§ A block of data
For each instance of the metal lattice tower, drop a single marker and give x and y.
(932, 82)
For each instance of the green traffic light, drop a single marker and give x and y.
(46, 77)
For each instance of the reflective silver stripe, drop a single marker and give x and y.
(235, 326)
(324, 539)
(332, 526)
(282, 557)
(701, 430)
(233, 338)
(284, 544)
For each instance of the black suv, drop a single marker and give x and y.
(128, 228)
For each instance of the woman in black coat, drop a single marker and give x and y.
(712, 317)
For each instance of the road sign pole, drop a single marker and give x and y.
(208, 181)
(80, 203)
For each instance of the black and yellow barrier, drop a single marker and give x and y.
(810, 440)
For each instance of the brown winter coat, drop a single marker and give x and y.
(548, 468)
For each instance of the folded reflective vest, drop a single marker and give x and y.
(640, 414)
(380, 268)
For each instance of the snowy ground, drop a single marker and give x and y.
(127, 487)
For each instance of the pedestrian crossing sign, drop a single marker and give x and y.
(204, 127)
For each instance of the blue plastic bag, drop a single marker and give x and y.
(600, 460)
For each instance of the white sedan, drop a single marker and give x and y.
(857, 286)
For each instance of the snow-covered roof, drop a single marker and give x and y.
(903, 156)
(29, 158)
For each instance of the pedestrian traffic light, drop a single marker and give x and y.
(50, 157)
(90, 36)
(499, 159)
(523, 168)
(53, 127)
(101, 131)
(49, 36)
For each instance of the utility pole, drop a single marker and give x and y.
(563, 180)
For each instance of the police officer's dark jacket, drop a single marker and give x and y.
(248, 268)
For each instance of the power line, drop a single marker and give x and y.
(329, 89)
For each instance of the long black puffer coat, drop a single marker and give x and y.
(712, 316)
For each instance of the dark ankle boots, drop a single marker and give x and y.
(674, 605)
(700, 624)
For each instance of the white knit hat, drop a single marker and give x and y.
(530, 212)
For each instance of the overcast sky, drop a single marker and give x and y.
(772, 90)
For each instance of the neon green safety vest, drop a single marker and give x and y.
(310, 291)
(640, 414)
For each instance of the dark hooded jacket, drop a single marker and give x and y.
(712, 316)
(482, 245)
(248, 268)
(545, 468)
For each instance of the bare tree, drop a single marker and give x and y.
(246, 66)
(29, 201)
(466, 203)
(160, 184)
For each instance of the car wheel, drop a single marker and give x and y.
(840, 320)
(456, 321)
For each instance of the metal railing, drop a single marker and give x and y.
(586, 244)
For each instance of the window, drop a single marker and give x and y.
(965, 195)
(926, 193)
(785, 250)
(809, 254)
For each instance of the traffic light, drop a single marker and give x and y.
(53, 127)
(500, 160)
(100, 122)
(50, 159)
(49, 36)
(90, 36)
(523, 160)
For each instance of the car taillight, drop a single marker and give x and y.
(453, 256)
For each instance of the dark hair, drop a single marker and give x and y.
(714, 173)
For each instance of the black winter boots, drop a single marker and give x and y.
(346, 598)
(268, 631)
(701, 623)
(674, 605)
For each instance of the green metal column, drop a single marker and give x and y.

§ Short problem
Copy out every entry above, keeping each line identical to the original.

§ Result
For each instance of the metal lattice tower, drop a single marker and give x and y.
(932, 82)
For each instance of the green traffic light, drop a single marker and give x and y.
(46, 77)
For each instance of the reflective silver stripe, drop a single marker and give x and y.
(235, 326)
(324, 539)
(332, 526)
(282, 557)
(701, 430)
(233, 338)
(284, 544)
For each instance of the black suv, drop a single marker and give x and y.
(128, 228)
For each instance of the woman in black coat, drop a single marker and give x and y.
(712, 317)
For each instance of the road sign pole, drop a single marker and give x and y.
(208, 181)
(80, 203)
For each instance of the black and yellow barrier, drop a single marker and give x and y.
(810, 440)
For each instance of the brown winter coat, drop a single marker and give x and y.
(548, 468)
For each instance of the folded reflective vest, drop a single marker and give x and y.
(640, 414)
(380, 268)
For each instance of the snowy ground, drop a single marker and give x and y.
(127, 487)
For each instance of the pedestrian crossing sign, drop a single marker and give x and y.
(204, 127)
For each instance of the blue plastic bag, drop a single marker and give x and y.
(600, 460)
For each instance of the white sedan, drop a single marker and give x and y.
(857, 286)
For each instance of the snow-covered roof, drop a single marker and give x and y.
(903, 156)
(29, 158)
For each instance of the pedestrian traffic light, drop a single marker and give x and y.
(50, 157)
(90, 36)
(499, 159)
(523, 168)
(53, 127)
(101, 131)
(49, 36)
For each instance of the utility pole, drop a single marker and give x and y.
(563, 180)
For each instance of the police officer's dark jacket, drop a single marker and give x and y.
(248, 268)
For each instance of the power line, drop a single marker and give x and y.
(329, 89)
For each instance of the long black puffer coat, drop a single marker and give x and y.
(712, 316)
For each instance of the dark ankle boots, drop a single marker and give x and y.
(674, 605)
(700, 624)
For each instance of the white knit hat, drop a single marker and give x and y.
(530, 212)
For each instance of the overcast sky, drop a single marker and give x and y.
(772, 90)
For each instance of the neon green safety vest, drop a single marker and give x and y.
(310, 291)
(640, 414)
For each instance of the dark hooded jacket, drop a single marker and give x and y.
(712, 316)
(482, 245)
(248, 268)
(545, 468)
For each instance of the bare tree, drop a single marker and give x and y.
(246, 66)
(29, 201)
(466, 203)
(160, 184)
For each instance of the car wheel, drop a single marker and give x and y.
(840, 320)
(456, 321)
For each instance of the metal railing, drop a single marker and give x and y.
(586, 244)
For each instance of the window, drop a single marker and give x and y.
(965, 195)
(926, 193)
(785, 250)
(809, 254)
For each instance of the traffic light, drop a single marker and give x and y.
(53, 127)
(500, 160)
(100, 122)
(50, 159)
(49, 36)
(90, 36)
(523, 160)
For each instance of the car taillight, drop a single marker and give x and y.
(453, 256)
For each instance of the dark hair, drop a single marker and give x and y.
(714, 173)
For each instance of the black winter boots, drop a single marker and give x and y.
(346, 598)
(268, 631)
(701, 623)
(674, 605)
For each instance of the green metal column, drop a single marker and give x and y.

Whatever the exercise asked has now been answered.